→ **EXTRAIT DE PAGE**
———

Vous l'aurez compris, malgré ses soixante ans d'âge, La cicatrice est une histoire terriblement actuelle ; Bruce Lowery sait parfaitement nous donner envie de casser du petit con, et en 2019 encore, on lui envoie des mercis jusqu'aux étoiles.

Attention cependant ; au fil des chapitres, on s'éloigne du schéma simpliste du garçon différent qui se fait frapper. Déjà, parce que Jeff fait l'objet d'une double discrimination : sa cicatrice le dessert évidemment, mais on a tendance à oublier qu'il est aussi méprisé en tant qu'enfant pauvre scolarisé dans une école de gosses de riches. Ensuite, parce que Willy entre dans sa vie et change le cours du destin. Willy a de trop grandes oreilles, il est pauvre, il n'hésite pas à sortir de la meute pour faire sa vie ; et pourtant, il est respecté et apprécié. Sans craindre les réactions de ses pairs, il prend un jour la défense de Jeff et l'impose à tous comme son ami.

"Jeff est plus fort qu'on le pense !" 

Mais à ce stade de l'histoire, Jeff en a tellement pris plein la tronche qu'il n'est plus à même de construire une relation amicale saine avec qui que ce soit. Il ne peut que développer une fascination démesurée pour Willy, ce copain qu'il n'ose pas partager de peur de le perdre, cette bouée de sauvetage qu'ils craint de lâcher. Ce trop plein d'admiration va le conduire à mettre à mal la confiance que lui accorde son ange gardien, puisqu'il va lui voler des timbres de collection. Non pas pour compléter son propre album, ni même pour se faire quelques pièces, mais seulement pour avoir près de lui H24 quelque chose appartenant à son sauveur. De manière tout à fait prévisible, Jeff sera accusé du vol (à raison), sans que personne ne puisse jamais le prouver ; mais bon, Grosse-Lèvre était dans les parages au moment du larcin, donc ça ne peut être que lui ! Il endossera des quolibets supplémentaires, sans répondre.

———

→ **CONSIGNE 1**
D'après l'extrait de page, qu'est-ce que Jeff vole à Willy ?
→ **CONSIGNE 2**
Recopiez sans rien changer le passage de l'extrait de page qui commence par « Attention cependant ; » et se termine par « comme son ami. ».
→ **CONSIGNE 3**
Traduisez en anglais cette phrase de l'extrait de page : « Willy a de trop grandes oreilles, il est pauvre, il n'hésite pas à sortir de la meute pour faire sa vie ; et pourtant, il est respecté et apprécié. »

→ **EXTRAIT DU MATÉRIEL**
———

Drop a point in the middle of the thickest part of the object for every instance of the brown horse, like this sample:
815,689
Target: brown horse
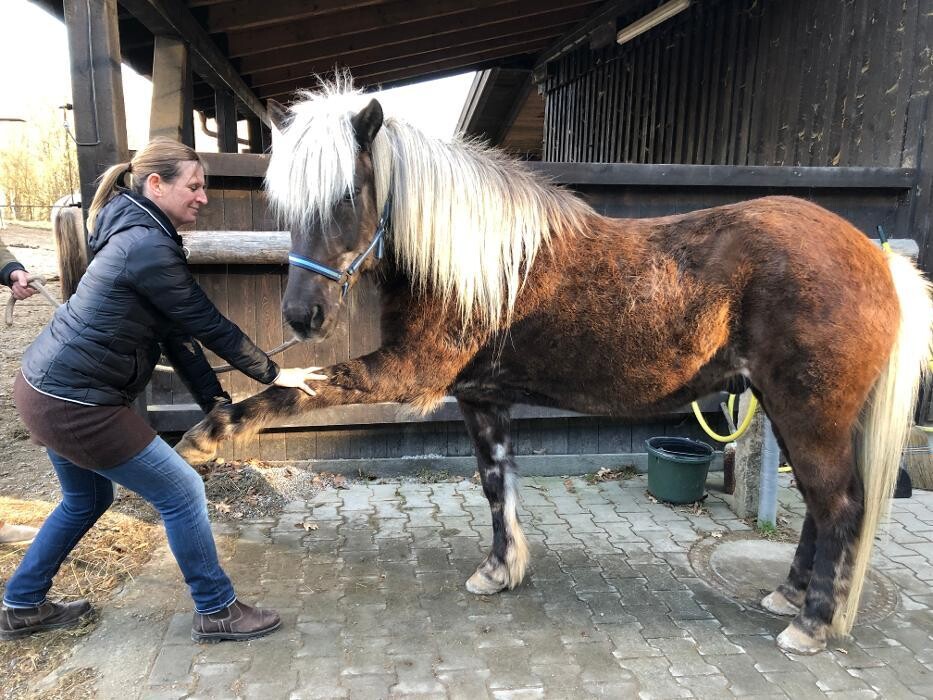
500,288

———

→ **RÉPONSE COMPLÈTE 1**
Des timbres de collection.

→ **RÉPONSE COMPLÈTE 2**
Attention cependant ; au fil des chapitres, on s'éloigne du schéma simpliste du garçon différent qui se fait frapper. Déjà, parce que Jeff fait l'objet d'une double discrimination : sa cicatrice le dessert évidemment, mais on a tendance à oublier qu'il est aussi méprisé en tant qu'enfant pauvre scolarisé dans une école de gosses de riches. Ensuite, parce que Willy entre dans sa vie et change le cours du destin. Willy a de trop grandes oreilles, il est pauvre, il n'hésite pas à sortir de la meute pour faire sa vie ; et pourtant, il est respecté et apprécié. Sans craindre les réactions de ses pairs, il prend un jour la défense de Jeff et l'impose à tous comme son ami.

→ **RÉPONSE COMPLÈTE 3**
Willy has ears that are too big, he is poor, he doesn't hesitate to break away from the pack to live his own life; and yet, he is respected and liked.